* [Records supplied]
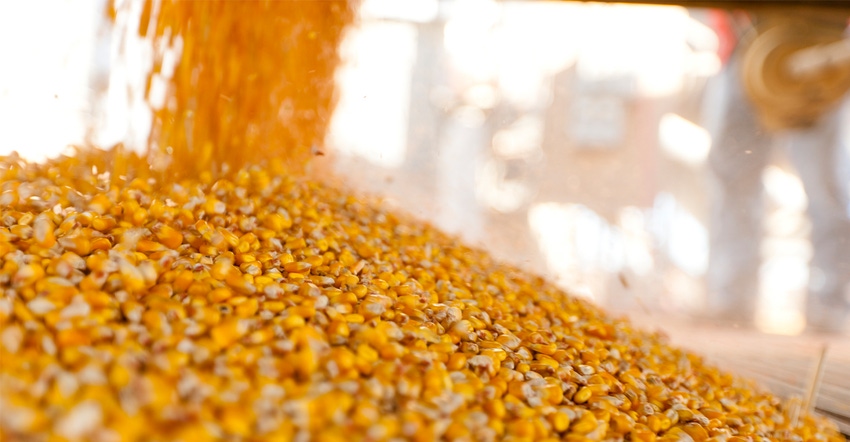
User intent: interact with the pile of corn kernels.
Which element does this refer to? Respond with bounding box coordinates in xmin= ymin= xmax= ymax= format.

---

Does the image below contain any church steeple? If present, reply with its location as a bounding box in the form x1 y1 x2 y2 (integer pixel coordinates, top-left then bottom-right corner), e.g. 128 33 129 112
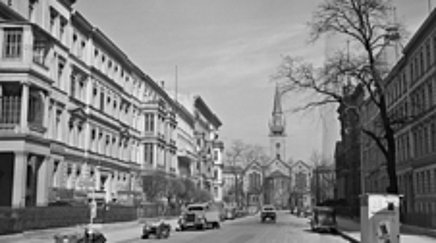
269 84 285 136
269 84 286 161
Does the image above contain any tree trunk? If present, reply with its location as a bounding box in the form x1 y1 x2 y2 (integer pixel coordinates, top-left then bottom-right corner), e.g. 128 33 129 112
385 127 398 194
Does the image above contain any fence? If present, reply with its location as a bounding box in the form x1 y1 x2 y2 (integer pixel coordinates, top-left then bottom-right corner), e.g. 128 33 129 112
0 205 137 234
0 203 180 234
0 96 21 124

* [Written problem] Take everything from "Does the image above contain any fence?" down to "0 96 21 124", switch "fence" to "railing", and leave all else as it is. Return only those lines.

* [Response below]
Does the image above contain any railing? If present, reply with its location as a bounding box in the form x1 y1 x2 y2 (integer pixel coordinates, top-left then bottom-right corner), e.g. 128 33 129 112
0 205 137 234
0 203 180 234
0 96 21 124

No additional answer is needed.